Saved entries:

## begin

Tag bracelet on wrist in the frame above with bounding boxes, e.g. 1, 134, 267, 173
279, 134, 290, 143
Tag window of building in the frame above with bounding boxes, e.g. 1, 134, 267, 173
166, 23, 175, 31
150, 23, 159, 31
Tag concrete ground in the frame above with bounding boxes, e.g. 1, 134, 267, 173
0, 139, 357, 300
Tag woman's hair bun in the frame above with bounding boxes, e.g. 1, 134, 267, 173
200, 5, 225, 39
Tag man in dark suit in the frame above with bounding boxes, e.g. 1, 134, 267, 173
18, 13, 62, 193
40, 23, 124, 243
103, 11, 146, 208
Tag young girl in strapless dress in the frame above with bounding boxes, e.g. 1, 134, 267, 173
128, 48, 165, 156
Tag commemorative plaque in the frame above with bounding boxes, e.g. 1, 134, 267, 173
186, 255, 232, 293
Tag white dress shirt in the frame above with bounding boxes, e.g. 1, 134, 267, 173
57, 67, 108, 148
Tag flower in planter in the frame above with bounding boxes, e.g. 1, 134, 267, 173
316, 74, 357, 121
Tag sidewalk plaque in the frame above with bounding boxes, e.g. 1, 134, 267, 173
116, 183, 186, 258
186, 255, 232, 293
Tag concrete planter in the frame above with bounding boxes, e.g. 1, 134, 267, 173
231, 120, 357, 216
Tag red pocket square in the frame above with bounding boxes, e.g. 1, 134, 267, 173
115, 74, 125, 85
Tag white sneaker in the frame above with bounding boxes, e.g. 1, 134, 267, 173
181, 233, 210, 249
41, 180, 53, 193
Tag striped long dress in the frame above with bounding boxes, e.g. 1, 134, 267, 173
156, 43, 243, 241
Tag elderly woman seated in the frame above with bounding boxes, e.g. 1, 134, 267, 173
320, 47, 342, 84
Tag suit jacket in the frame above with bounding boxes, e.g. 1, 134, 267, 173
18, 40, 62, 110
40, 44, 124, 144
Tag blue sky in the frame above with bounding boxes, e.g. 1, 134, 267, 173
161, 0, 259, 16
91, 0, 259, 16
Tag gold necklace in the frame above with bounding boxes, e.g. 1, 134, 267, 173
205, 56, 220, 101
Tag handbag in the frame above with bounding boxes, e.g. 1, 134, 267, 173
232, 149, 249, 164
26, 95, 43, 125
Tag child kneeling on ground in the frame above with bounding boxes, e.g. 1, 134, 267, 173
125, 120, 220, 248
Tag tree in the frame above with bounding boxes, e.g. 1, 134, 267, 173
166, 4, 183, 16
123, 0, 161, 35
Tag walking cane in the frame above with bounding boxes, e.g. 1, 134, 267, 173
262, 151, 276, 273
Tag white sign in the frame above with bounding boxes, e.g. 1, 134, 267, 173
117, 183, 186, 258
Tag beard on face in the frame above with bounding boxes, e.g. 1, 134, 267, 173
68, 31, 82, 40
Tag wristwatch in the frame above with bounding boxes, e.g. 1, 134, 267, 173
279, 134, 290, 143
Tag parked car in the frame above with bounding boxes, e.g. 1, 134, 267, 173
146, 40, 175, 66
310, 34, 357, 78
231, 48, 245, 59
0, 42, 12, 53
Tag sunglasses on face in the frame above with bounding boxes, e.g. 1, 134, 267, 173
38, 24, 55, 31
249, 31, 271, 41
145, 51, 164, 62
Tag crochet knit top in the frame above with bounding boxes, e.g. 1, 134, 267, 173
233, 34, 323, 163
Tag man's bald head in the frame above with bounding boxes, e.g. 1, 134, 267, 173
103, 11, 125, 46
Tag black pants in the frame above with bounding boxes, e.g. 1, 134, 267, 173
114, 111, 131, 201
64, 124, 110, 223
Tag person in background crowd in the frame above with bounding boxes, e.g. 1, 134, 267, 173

## end

**Exercise instructions**
Starting with the line that contains "Tag child kneeling", repeat each line through the last one exactly as it appears. Include both ends and nothing more.

**Task response**
Tag child kneeling on ground in the frame above with bounding boxes, e.g. 1, 134, 267, 173
125, 120, 220, 248
Tag tree in the frame above with bounding boxes, e.g. 1, 134, 267, 173
166, 4, 183, 16
123, 0, 161, 35
Tag walking cane in the frame above with bounding boxes, e.g. 1, 134, 267, 173
262, 151, 276, 273
Tag white sign in the frame above with bounding boxes, e.g. 1, 134, 267, 173
117, 183, 186, 258
Tag beard on face in the frame above with bounding boxes, e.g. 1, 134, 267, 173
68, 31, 82, 40
Tag wristwatch in the frame above with bounding boxes, e.g. 1, 134, 267, 173
279, 134, 290, 143
Tag parked car in the frame above with bounding boxes, e.g. 1, 134, 267, 173
146, 40, 175, 66
310, 34, 357, 78
231, 48, 245, 59
0, 42, 12, 53
Tag sunglasses on face in the frame above with bounding boxes, e.g. 1, 134, 267, 173
38, 24, 55, 31
249, 31, 271, 41
145, 51, 164, 62
Tag crochet knit top in the frame above with bounding boxes, e.g. 1, 134, 267, 173
233, 34, 323, 163
Tag man's bald head in the frame above with bounding boxes, e.g. 1, 134, 267, 173
103, 11, 125, 46
Tag black pants in the frame above with bounding boxes, e.g. 1, 134, 267, 173
114, 111, 131, 201
64, 124, 110, 223
Tag person in background crowd in the frame above with bounding boxes, e.g. 1, 134, 267, 173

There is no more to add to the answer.